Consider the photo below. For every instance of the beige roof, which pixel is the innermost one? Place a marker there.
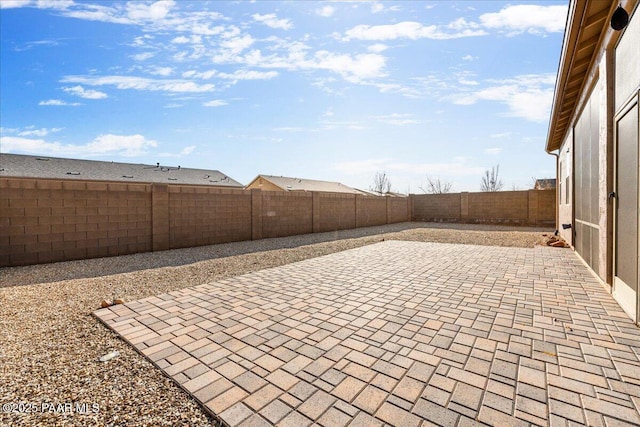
(543, 184)
(586, 29)
(301, 184)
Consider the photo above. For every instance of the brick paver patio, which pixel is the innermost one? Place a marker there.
(399, 333)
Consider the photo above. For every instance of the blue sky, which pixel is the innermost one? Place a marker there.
(321, 90)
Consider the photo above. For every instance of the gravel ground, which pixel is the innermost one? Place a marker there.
(50, 342)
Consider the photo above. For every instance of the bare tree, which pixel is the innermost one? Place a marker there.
(490, 181)
(436, 185)
(381, 183)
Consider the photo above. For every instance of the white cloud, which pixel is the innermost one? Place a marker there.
(32, 131)
(458, 166)
(535, 19)
(121, 145)
(40, 4)
(500, 135)
(215, 103)
(187, 150)
(396, 119)
(377, 7)
(180, 40)
(326, 11)
(359, 167)
(271, 20)
(408, 30)
(377, 48)
(141, 83)
(143, 56)
(161, 71)
(153, 12)
(351, 68)
(58, 102)
(85, 93)
(249, 75)
(8, 4)
(528, 96)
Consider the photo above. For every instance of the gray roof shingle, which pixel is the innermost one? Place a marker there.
(18, 165)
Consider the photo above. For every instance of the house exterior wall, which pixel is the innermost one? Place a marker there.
(565, 188)
(588, 157)
(586, 161)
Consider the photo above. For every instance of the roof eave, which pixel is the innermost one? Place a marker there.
(572, 32)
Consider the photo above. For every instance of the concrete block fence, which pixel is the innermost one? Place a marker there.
(58, 220)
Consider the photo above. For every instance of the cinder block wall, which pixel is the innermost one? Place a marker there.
(531, 207)
(336, 212)
(286, 214)
(204, 216)
(437, 207)
(53, 220)
(398, 209)
(499, 207)
(57, 220)
(370, 211)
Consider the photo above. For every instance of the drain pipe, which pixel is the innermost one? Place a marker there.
(557, 156)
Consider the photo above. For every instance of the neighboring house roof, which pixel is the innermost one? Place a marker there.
(375, 193)
(544, 184)
(300, 184)
(587, 27)
(17, 165)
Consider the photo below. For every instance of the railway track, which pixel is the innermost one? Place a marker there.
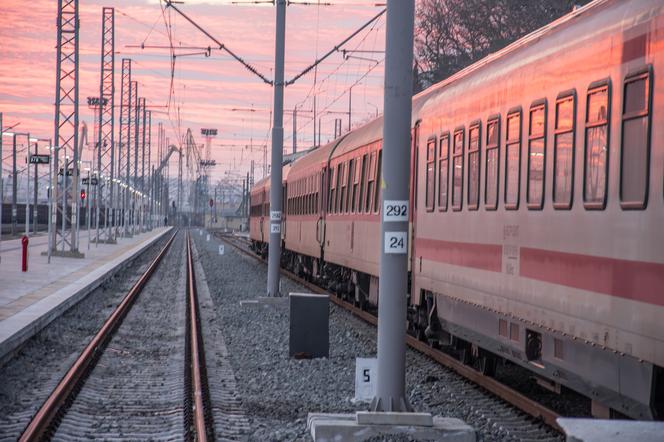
(506, 393)
(142, 375)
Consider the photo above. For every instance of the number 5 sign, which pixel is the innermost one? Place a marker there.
(365, 378)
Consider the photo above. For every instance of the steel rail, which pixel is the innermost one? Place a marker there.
(490, 384)
(196, 373)
(43, 421)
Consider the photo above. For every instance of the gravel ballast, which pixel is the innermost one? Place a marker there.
(32, 373)
(278, 392)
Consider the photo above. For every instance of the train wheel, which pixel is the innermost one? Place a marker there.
(488, 364)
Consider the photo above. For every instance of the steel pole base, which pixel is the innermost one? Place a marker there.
(387, 426)
(391, 405)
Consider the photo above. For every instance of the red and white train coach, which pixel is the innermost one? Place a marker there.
(537, 229)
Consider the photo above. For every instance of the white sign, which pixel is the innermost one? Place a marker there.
(396, 242)
(395, 210)
(365, 378)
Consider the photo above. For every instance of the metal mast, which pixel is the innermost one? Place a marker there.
(66, 125)
(274, 257)
(132, 178)
(390, 388)
(140, 147)
(125, 139)
(106, 139)
(150, 182)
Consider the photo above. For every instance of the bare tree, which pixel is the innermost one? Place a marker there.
(452, 34)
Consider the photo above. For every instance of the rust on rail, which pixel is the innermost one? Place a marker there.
(196, 375)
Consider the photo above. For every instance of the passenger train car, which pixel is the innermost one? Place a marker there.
(537, 229)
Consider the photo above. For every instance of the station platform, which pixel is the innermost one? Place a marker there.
(30, 300)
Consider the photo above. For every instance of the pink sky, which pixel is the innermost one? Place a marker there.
(206, 89)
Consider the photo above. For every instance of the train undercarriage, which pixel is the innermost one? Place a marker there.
(618, 385)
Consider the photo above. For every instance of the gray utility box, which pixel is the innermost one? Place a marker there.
(309, 326)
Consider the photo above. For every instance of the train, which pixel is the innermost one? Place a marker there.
(537, 230)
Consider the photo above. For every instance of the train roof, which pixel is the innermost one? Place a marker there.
(265, 181)
(512, 56)
(373, 130)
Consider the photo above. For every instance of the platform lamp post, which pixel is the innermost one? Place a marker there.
(390, 388)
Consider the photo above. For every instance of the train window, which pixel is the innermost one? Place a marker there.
(341, 183)
(378, 186)
(331, 182)
(457, 166)
(363, 186)
(513, 160)
(492, 162)
(536, 155)
(338, 180)
(443, 170)
(502, 327)
(563, 150)
(635, 150)
(372, 182)
(514, 331)
(595, 168)
(430, 173)
(474, 166)
(349, 192)
(356, 186)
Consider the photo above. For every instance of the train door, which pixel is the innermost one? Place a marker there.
(260, 218)
(284, 211)
(414, 168)
(320, 224)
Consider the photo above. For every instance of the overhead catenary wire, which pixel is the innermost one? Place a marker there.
(222, 46)
(336, 48)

****

• **GIVEN TASK**:
Your output consists solely of the lines from the one with "Consider the photo above. For every instance of the station" through the last line, copied exactly.

• **RESPONSE TO THIS EXERCISE**:
Consider the photo above. For every instance of the station platform, which pixel is the innermost one? Place a marker there.
(30, 300)
Consider the photo above. For every instance of the pink sky, which pixel is the innermost one? Place a marker there.
(206, 89)
Consider the photo above. For every instance of the train undercarriage, which pixel is the innermost one? Place a marker there.
(618, 385)
Consider the photo above. For every instance of the gray utility box, which pixel is the innermost one? Place a marker there.
(309, 326)
Consider the photo above. For every instance of the train, which pixel is the innermost one? Place a marker there.
(537, 230)
Consider the photo above. For every instance of the train roof, which pixel is the innermost one? Place a marker there.
(265, 181)
(512, 56)
(373, 130)
Consider the photo above. For every instance of the platform lamp post, which pixel is the innermost one? Place a marker there.
(390, 388)
Consider the photo above. For every instance of the train window, which pixel is the innermost one? Place a marker there.
(341, 183)
(378, 186)
(331, 182)
(457, 166)
(363, 186)
(513, 160)
(492, 162)
(536, 155)
(338, 180)
(443, 170)
(502, 327)
(563, 150)
(635, 150)
(372, 182)
(514, 331)
(595, 168)
(430, 173)
(474, 166)
(349, 192)
(356, 186)
Consider the photo above. For every instance of the train door, which pixel is the innermost one? Place a marker there.
(260, 218)
(284, 211)
(414, 168)
(320, 224)
Consider the photo above. For every instance of the overhead catenary wire, which pixel is the innermost one? Place a marker there.
(222, 46)
(336, 48)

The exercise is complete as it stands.